• **Text provided**
- Opening Delimiter -

Debt: US Hospitals Grow Their Coffers


By Gordon Platt

Community Health Systems, one of the largest hospital companies in the US, refinanced $2.8 billion of its high-yield debt in July and August, taking advantage of low interest rates and rising investor confidence in the hospital-management industry after the Supreme Court upheld the Patient Protection and Affordable Care Act.

The new law may mean that hospitals will be stuck with fewer unpaid bills, since all US patients will be required to have medical insurance—or face a tax penalty.

Tennessee’s Community Health Systems, which operates 135 hospitals in 29 states, issued $1.2 billion of eight-year senior notes in July under a shelf registration, to refinance existing debt. Credit Suisse led a group of 15 underwriters that managed the offering.

Community Health Systems returned to the private-placement market in August and sold $1.6 billion of senior secured notes maturing in 2018, with an interest rate of 5.125%. Both issues were increased in size to take advantage of strong investor demand.


Meanwhile, CIT Group said it would pay down $3.3 billion of high-yield debt with the proceeds of its senior note offerings in July. The commercial lender, led by former Merrill Lynch CEO John Thain, has refinanced $30 billion of debt since it emerged from bankruptcy in late 2009.

If the Federal Reserve and other central banks launch more-concerted rounds of monetary easing, the credit markets could become even more supportive of corporate refunding, according to a US corporate refinancing study by Standard & Poor’s global fixed-income research department. However, worries about contagion from Europe’s debt crisis, a harder-than-expected landing in China’s economy and a potential economic slowdown in the US mean there is no guarantee of consistent investor demand for risky assets, says S&P.

- Closing Delimiter -

• **Data segment**
- Opening Delimiter -

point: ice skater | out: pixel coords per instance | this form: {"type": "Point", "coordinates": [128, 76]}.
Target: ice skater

- Closing Delimiter -

• **Tasks to complete**
1. Copy the stretch of the article on hospital debt from "By Gordon Platt" through "managed the offering.", keeping every word as it appears.
2. Go on with the article about US hospitals refinancing debt, starting right after its last sentence.
The listing has nothing to do with the work here.

• **Task-by-task outputs**
1.
By Gordon Platt

Community Health Systems, one of the largest hospital companies in the US, refinanced $2.8 billion of its high-yield debt in July and August, taking advantage of low interest rates and rising investor confidence in the hospital-management industry after the Supreme Court upheld the Patient Protection and Affordable Care Act.

The new law may mean that hospitals will be stuck with fewer unpaid bills, since all US patients will be required to have medical insurance—or face a tax penalty.

Tennessee’s Community Health Systems, which operates 135 hospitals in 29 states, issued $1.2 billion of eight-year senior notes in July under a shelf registration, to refinance existing debt. Credit Suisse led a group of 15 underwriters that managed the offering.

2.
US companies have $3 trillion of rated debt that will mature by the end of 2016. “Given the robust volume of issuance over the past two years, there likely is sufficient liquidity and investor demand to refinance the looming debt obligations,” S&P says. Low-rated companies will face the biggest challenge in refinancing.


Investment-grade companies issued a record $75 billion of debt in July, as interest rates on treasury bonds continued to decline. Yields on high-yield debt have also declined, with Barclays index falling to 6.6% in early August, close to its all-time low.

Overall global debt capital market issuance declined 7% in the first half, owing to European market uncertainty, according to Thomson Reuters. J.P. Morgan topped the global debt league tables, because of its strength in corporate debt underwriting. Barclays was second, followed by Deutsche Bank.